(REQUIRED WORK)
Retype all of the data. Every line must match exactly.

Stored entries
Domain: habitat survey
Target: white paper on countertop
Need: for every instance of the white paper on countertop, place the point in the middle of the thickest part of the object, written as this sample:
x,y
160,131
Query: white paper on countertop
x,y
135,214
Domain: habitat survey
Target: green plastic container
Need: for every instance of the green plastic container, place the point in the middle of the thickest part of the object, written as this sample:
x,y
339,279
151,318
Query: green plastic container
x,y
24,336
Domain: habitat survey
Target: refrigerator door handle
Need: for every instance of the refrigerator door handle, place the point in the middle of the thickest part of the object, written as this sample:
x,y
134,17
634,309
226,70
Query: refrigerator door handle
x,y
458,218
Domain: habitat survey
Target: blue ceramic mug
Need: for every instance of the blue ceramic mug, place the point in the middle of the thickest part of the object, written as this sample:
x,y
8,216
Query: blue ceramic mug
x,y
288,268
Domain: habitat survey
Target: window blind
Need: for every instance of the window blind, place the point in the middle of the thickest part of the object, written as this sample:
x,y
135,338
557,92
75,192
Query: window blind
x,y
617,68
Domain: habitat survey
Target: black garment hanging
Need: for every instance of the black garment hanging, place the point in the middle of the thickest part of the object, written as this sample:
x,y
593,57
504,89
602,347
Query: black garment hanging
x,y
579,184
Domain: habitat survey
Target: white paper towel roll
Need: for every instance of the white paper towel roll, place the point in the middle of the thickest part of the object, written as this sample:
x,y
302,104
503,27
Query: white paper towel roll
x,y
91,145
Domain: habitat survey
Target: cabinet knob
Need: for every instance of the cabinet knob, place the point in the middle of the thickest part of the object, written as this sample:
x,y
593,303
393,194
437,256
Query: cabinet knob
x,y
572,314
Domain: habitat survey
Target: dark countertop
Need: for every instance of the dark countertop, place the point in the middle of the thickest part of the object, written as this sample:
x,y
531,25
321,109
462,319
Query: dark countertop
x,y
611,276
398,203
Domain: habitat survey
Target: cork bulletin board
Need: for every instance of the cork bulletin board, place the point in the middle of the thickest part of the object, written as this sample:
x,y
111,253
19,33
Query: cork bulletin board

(RESULT OF THE EXERCISE)
Domain: habitat survey
Target: white paper on countertop
Need: for every instance of the white paper on countertop, place the point in the middle of the thickest part of the object, written as this sample:
x,y
160,131
Query: white paper on countertop
x,y
135,214
Domain: habitat survey
Target: green plastic container
Need: for every instance of the green plastic container, place the point in the middle of the thickest part of the object, written as this sample:
x,y
339,279
151,318
Query: green plastic container
x,y
24,336
Domain: habitat survey
Target: refrigerator door handle
Need: for every instance of the refrigerator door handle, place the point in the middle of the thickest part of the object, written as this sample:
x,y
134,17
634,309
226,70
Query: refrigerator door handle
x,y
458,218
Domain: habitat survey
Target: blue ceramic mug
Need: for every instance of the blue ceramic mug, place the point in the middle of the thickest part of the object, written as this sample:
x,y
8,216
Query: blue ceramic mug
x,y
288,268
Domain: habitat survey
Target: window blind
Need: for every instance of the window blind, place the point in the middle of the thickest part of the object, written as this sample:
x,y
135,338
557,92
75,192
Query: window blind
x,y
617,68
Domain: habitat survey
Target: black garment hanging
Need: for every instance of the black garment hanging, place the point in the middle of the thickest part of the object, written as this sample:
x,y
593,57
504,89
602,347
Query: black garment hanging
x,y
579,184
Domain: habitat survey
Target: white paper towel roll
Need: for every instance of the white paper towel roll, place the point in the middle of the thickest part of the object, written as this sample:
x,y
302,104
503,27
Query: white paper towel roll
x,y
91,145
Domain: habitat survey
Target: cabinet knob
Need: for every instance of the cabinet knob, place the point in the middle of the thickest part of the object, written as this sample:
x,y
593,303
393,194
437,256
Query: cabinet knob
x,y
572,314
Domain: habitat survey
Target: dark countertop
Need: for every instance of the dark countertop, place the point in the middle of the thickest part of the object, written as this sample:
x,y
531,25
321,109
462,319
Query: dark countertop
x,y
611,276
398,203
Domain: habitat survey
Target: cork bulletin board
Need: for every instance of the cork bulletin board, place the point in the middle of the thickest part of the object, written as this sample:
x,y
111,253
19,33
Query: cork bulletin board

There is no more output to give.